*WHAT YOU ARE ASKED TO DO*. Copy out all of the items below, substituting "single row" for each occurrence of "single line" and keeping everything else the same.

Recorded data:
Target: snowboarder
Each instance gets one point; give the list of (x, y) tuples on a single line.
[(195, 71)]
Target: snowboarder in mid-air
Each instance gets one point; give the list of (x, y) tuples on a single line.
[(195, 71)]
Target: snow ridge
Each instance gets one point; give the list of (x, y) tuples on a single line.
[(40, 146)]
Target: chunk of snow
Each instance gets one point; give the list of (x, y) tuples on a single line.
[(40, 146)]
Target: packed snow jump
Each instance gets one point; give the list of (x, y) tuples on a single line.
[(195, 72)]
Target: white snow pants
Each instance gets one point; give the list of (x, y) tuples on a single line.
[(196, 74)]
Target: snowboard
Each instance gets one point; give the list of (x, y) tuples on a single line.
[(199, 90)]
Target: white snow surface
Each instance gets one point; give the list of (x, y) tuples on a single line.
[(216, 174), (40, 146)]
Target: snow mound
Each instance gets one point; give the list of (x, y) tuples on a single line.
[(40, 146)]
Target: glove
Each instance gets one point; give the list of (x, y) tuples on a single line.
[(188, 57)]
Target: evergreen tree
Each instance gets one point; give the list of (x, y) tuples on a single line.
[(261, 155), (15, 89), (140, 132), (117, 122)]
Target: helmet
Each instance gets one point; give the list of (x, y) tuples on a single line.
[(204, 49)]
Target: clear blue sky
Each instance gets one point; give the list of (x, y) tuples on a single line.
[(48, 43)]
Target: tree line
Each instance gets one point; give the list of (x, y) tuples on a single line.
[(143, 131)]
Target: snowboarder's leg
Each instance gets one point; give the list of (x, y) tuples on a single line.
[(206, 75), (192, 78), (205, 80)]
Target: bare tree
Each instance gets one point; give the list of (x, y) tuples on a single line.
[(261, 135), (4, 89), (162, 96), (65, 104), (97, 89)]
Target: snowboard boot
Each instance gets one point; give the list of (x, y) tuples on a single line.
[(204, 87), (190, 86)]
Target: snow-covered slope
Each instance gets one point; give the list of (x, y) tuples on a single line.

*ANSWER*.
Target: snowboarder
Each instance gets one point; give the list of (x, y) tuples on a single row.
[(195, 71)]
Target: snowboarder in mid-air
Each instance gets one point; give the list of (x, y) tuples on a single row.
[(195, 71)]
Target: snow ridge
Each instance gets one point; give the list of (x, y) tuples on a single row.
[(40, 146)]
Target: chunk of snow
Each instance gets one point; give the list of (x, y) tuples on a single row.
[(40, 146)]
Target: packed snow jump
Each instance gets one point; give the list of (x, y) tuples on a single row.
[(195, 72)]
Target: white snow pants
Each instance gets one point; give the list of (x, y) tuples on a single row.
[(196, 74)]
Target: snowboard
Each instance gets one point; give the list of (x, y) tuples on a single row.
[(199, 90)]
Target: white snow surface
Each instance gets one point; give the list of (x, y) tuples on a single row.
[(216, 174), (40, 146)]
Target: snow mound
Each instance gets one point; give the list of (x, y) tuples on a single row.
[(40, 146)]
Target: glove
Each instance gets one point; give the list of (x, y) tuples on a single row.
[(188, 57)]
Target: evergreen tree
Each instance gets one point; give the list of (x, y) tuples on a single row.
[(261, 155), (15, 89), (140, 132), (117, 122)]
Target: helmet
Each instance gets one point; give the list of (x, y) tuples on a single row.
[(204, 49)]
Target: clear blue sky
Each instance gets one point; give the list of (x, y) tuples on a single row.
[(48, 43)]
Target: tree line
Each instance gets one point; give the list of (x, y) tuples on a single row.
[(143, 131)]
Target: snowboarder's leg
Each instance gets one point; give the list of (x, y) tuples on a single row.
[(206, 75), (192, 78), (205, 80)]
Target: bare tree
Each instance gets one point; give the list of (x, y) tuples on a single row.
[(261, 135), (4, 89), (162, 96), (65, 104), (97, 89)]
Target: snowboard boot
Each instance gets one point; give the list of (x, y) tuples on a single row.
[(204, 87), (190, 86)]
Target: snow-covered slope
Each instance gets one point; give the list of (x, y) tuples on a single row.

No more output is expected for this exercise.